╭─ DATA SECTION

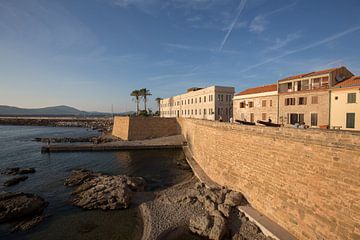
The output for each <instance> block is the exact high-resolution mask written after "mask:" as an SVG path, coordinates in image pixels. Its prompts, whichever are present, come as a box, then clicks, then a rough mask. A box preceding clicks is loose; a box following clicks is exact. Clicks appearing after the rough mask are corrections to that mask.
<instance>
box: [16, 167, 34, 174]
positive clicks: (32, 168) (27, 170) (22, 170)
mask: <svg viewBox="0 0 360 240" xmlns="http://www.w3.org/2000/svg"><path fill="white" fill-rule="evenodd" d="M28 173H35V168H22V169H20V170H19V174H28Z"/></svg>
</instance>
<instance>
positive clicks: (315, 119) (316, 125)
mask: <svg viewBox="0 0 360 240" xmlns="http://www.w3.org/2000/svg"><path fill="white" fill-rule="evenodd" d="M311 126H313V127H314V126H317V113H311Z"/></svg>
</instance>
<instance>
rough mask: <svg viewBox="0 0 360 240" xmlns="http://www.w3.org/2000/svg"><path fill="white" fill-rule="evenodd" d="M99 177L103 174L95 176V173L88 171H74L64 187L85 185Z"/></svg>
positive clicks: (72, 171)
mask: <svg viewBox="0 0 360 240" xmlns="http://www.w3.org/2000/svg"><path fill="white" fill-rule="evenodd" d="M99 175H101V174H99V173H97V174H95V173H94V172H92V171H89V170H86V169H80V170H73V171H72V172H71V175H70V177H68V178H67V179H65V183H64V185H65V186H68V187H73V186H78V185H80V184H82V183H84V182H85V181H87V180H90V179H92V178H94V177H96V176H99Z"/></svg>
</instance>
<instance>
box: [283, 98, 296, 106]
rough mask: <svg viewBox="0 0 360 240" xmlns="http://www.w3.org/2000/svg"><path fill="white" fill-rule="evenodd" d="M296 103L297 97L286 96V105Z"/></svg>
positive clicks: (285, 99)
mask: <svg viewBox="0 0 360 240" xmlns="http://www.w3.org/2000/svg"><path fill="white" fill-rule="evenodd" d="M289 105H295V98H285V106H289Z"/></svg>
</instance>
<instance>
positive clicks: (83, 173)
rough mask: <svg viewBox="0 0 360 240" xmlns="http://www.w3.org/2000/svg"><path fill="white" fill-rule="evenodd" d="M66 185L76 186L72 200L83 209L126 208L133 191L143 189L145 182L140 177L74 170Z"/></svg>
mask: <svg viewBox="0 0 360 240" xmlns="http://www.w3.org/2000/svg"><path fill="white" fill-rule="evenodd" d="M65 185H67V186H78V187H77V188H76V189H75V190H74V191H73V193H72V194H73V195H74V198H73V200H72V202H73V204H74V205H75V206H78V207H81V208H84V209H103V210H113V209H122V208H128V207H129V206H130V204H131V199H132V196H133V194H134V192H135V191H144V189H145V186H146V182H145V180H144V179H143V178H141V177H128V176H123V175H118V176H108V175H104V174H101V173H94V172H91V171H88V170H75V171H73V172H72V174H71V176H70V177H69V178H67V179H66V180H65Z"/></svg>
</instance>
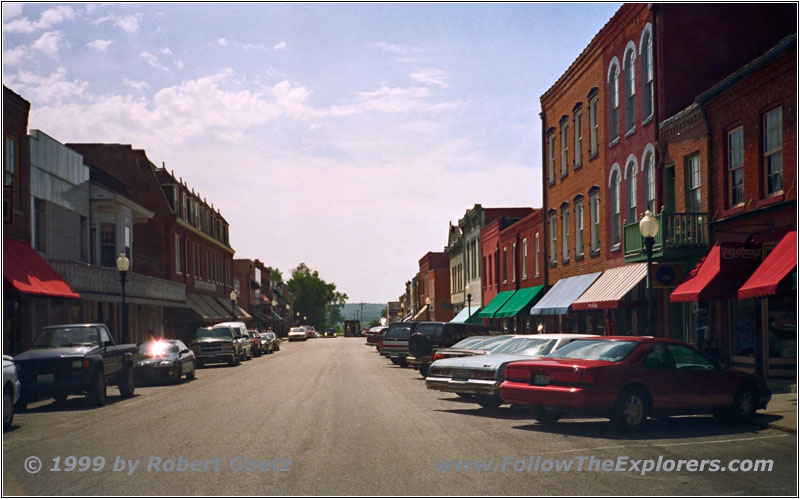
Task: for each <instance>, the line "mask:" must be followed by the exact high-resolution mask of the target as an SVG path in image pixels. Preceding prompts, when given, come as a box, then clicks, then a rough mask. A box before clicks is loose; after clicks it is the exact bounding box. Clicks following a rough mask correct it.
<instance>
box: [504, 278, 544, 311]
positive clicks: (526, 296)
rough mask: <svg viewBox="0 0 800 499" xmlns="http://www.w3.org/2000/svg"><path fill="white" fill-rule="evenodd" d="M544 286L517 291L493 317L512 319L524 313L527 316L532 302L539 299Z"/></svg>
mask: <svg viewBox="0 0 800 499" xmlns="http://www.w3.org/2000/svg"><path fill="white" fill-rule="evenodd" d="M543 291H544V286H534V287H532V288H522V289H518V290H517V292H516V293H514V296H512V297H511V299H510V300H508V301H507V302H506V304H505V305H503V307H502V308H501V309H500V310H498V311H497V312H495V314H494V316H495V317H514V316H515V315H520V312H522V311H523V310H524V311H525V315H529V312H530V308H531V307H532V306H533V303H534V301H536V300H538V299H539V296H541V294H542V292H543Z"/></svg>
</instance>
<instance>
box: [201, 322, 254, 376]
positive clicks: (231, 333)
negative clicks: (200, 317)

╰─

EXERCISE INSTRUCTIONS ::
Copy the data word for word and omit every picture.

RESULT FOR THIS TASK ::
The output for each <instance> block is the exact high-resolution mask written after "mask:" as an SVG path, coordinates in image pixels. Its prompts, whichever are present, come as a box, then clicks, then a rough mask. A box preceding clicks is loose; a box following clicks is exact. Clicks appearing after the rough mask are corrections to that mask.
<instance>
box: [16, 167, 34, 174]
positive clicks: (32, 168) (27, 170) (22, 170)
mask: <svg viewBox="0 0 360 240" xmlns="http://www.w3.org/2000/svg"><path fill="white" fill-rule="evenodd" d="M28 173H35V168H22V169H20V170H19V174H28Z"/></svg>
</instance>
<instance>
positive clicks: (315, 119) (316, 125)
mask: <svg viewBox="0 0 360 240" xmlns="http://www.w3.org/2000/svg"><path fill="white" fill-rule="evenodd" d="M311 126H313V127H314V126H317V113H311Z"/></svg>
</instance>
<instance>
rough mask: <svg viewBox="0 0 360 240" xmlns="http://www.w3.org/2000/svg"><path fill="white" fill-rule="evenodd" d="M99 177L103 174L95 176V173L88 171H74L64 187L85 185Z"/></svg>
positive clicks: (72, 171)
mask: <svg viewBox="0 0 360 240" xmlns="http://www.w3.org/2000/svg"><path fill="white" fill-rule="evenodd" d="M99 175H101V174H99V173H97V174H95V173H94V172H92V171H89V170H86V169H80V170H73V171H72V172H71V175H70V177H68V178H67V179H65V183H64V185H65V186H68V187H73V186H78V185H80V184H82V183H84V182H85V181H87V180H90V179H92V178H94V177H96V176H99Z"/></svg>
</instance>
<instance>
box: [283, 98, 296, 106]
rough mask: <svg viewBox="0 0 360 240" xmlns="http://www.w3.org/2000/svg"><path fill="white" fill-rule="evenodd" d="M296 103L297 97L286 96V105Z"/></svg>
positive clicks: (285, 99)
mask: <svg viewBox="0 0 360 240" xmlns="http://www.w3.org/2000/svg"><path fill="white" fill-rule="evenodd" d="M289 105H295V98H285V106H289Z"/></svg>
</instance>
<instance>
positive clicks: (83, 173)
rough mask: <svg viewBox="0 0 360 240" xmlns="http://www.w3.org/2000/svg"><path fill="white" fill-rule="evenodd" d="M66 185L76 186L72 200L83 209L126 208L133 191L143 189L145 182L140 177L74 170Z"/></svg>
mask: <svg viewBox="0 0 360 240" xmlns="http://www.w3.org/2000/svg"><path fill="white" fill-rule="evenodd" d="M65 185H67V186H78V187H77V188H76V189H75V190H74V191H73V193H72V194H73V195H74V198H73V200H72V202H73V204H74V205H75V206H78V207H81V208H84V209H103V210H113V209H122V208H128V207H129V206H130V204H131V199H132V196H133V194H134V192H135V191H144V189H145V186H146V182H145V180H144V179H143V178H141V177H128V176H123V175H118V176H108V175H104V174H101V173H94V172H91V171H88V170H75V171H73V172H72V174H71V176H70V177H69V178H67V179H66V180H65Z"/></svg>
</instance>
Task: for each <instance>, the line "mask:" must be followed by the exact high-resolution mask of the target as an SVG path in image pixels. Preceding prompts, when given, come as a box, then clicks, then a rough mask. A box before clicks is loose; after clicks it is the exact bounding box. Clicks following a rough mask correct it.
<instance>
box: [504, 278, 544, 311]
positive clicks: (526, 296)
rough mask: <svg viewBox="0 0 800 499" xmlns="http://www.w3.org/2000/svg"><path fill="white" fill-rule="evenodd" d="M544 286L517 291L493 317L512 319L524 313L527 316L532 302L539 299Z"/></svg>
mask: <svg viewBox="0 0 800 499" xmlns="http://www.w3.org/2000/svg"><path fill="white" fill-rule="evenodd" d="M543 291H544V286H534V287H532V288H522V289H518V290H517V292H516V293H514V296H512V297H511V299H510V300H508V301H507V302H506V304H505V305H503V307H502V308H501V309H500V310H498V311H497V312H495V314H494V316H495V317H514V316H515V315H520V312H522V311H523V310H524V311H525V315H529V312H530V308H531V307H532V306H533V303H534V301H536V300H538V299H539V296H541V294H542V292H543Z"/></svg>
</instance>
<instance>
box: [201, 322, 254, 376]
positive clicks: (231, 333)
negative clicks: (200, 317)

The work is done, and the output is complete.